• [Passage provided]
>>>
Witnesses of glorious days

In the early morning in Gwalior, Madhya Pradesh, the majestic abandoned palace towering above the city was empty except for some bats that inhabited the lower floors. I quite enjoyed having the gorgeous palace almost to myself (I didn’t mind the bats). It has been restored, but perhaps not fully to its former glory: the guide pointed out that there were some embarrassing mistakes in the number of legs of some creatures on the outer walls.

There is an archeological museum in Gwalior, but I wonder if it ever gets any visitors (except me). It seemed much more abandoned than the abandoned palace, in spite of being full of the most amazing artefacts (not pictured here).

In Datia there is yet another ghost palace, not yet restored, so the resident bats have a great place to roam about. Already on the way up to the palace I was taken in by the lovely town. There was a spontaneous guide waiting, desperate for some people to show around. I was a little short of time, very unfortunately: this was a palace with a soul that spoke to my imagination, with its rundown, unlit stairwells, superb arches and the promising bright light at the end of the corridors …

Orchha also boasts an abandoned palace, where bats most certainly live. I didn’t see any though. However, I had some close encounters with the stern-looking vultures who have made this their dwelling.
<<<
• [Set task]
Please explain why the travel piece on abandoned palaces says the Gwalior palace may not have been restored fully to its former glory.

• [Data segment]
>>>
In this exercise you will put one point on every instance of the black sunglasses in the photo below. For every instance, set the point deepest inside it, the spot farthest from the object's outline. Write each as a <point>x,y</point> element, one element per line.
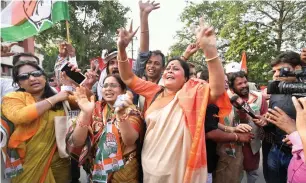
<<<
• [Result of this task]
The guide pointed out some embarrassing mistakes in the restoration: some of the creatures on the outer walls have the wrong number of legs.